Data extracted from a collection
%%

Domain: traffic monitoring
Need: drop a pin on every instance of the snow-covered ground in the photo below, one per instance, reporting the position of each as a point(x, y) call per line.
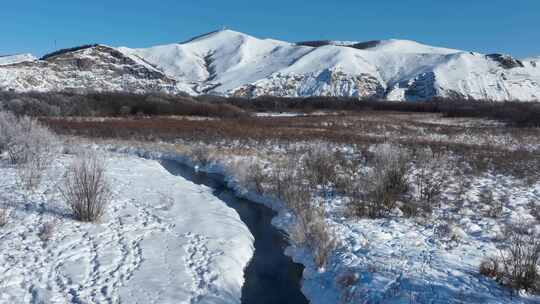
point(232, 63)
point(12, 59)
point(163, 239)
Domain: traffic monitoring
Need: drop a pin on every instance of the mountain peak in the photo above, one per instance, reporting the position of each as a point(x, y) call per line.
point(218, 35)
point(16, 58)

%%

→ **WORK TO COMPLETE**
With the pictures excluded, retype the records above verbatim.

→ **RESULT FOR THIS TASK**
Domain: traffic monitoring
Need: drop a pin on every instance of the snow-covered ground in the photo below, one per instance, reporting the position of each as a point(x, y) call per line.
point(232, 63)
point(12, 59)
point(163, 239)
Domain: traffic monitoring
Need: drop a pin on every instance of the mountain peak in the photo above, one per instance, reporting the position of each as a point(x, y) call per line.
point(218, 35)
point(16, 58)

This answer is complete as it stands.